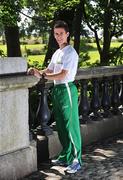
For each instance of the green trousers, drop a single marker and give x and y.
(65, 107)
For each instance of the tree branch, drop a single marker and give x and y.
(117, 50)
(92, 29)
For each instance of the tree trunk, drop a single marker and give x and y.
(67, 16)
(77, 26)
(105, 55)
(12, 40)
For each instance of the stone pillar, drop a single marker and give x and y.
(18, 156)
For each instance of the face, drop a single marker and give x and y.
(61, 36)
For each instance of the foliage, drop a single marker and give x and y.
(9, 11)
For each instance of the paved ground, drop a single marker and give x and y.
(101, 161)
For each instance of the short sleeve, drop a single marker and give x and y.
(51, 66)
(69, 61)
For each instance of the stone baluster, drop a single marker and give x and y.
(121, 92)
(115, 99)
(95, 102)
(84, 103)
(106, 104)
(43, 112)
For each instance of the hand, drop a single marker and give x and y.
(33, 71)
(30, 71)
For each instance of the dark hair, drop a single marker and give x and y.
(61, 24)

- - -

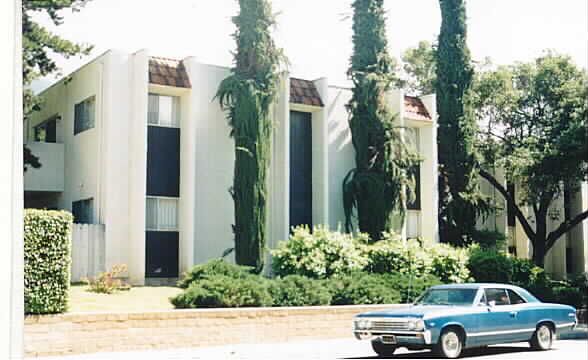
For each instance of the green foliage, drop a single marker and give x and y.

- - -

» **SET TASK**: Find every line of the data above that contains the string "give" and copy each of those lines in full. Case counts.

» **CORRECT OUTPUT**:
For each instance of the green trousers, drop a single marker and give x and y.
For each instance of the tree branch, drop a single marker and give x and y.
For each instance of the tree trunk, drop a single marker and give x and y.
For each instance of the stone pillar, drop a single marker and give x and y.
For each instance of the face, drop a single marker and give x and y.
For each instance of the foliage, drop a single marker and give x and y.
For each instance of the paved ground, drop a single marker and give x and y.
For each instance of the short sleeve, drop a single marker and give x and y.
For each instance of the stone baluster, drop a single marker and give x and y.
For each instance of the hand, drop a single marker and give x and y.
For each instance of the dark hair, drop a single marker and give x and y.
For each instance of the green foliage, drop a single marker and give x and y.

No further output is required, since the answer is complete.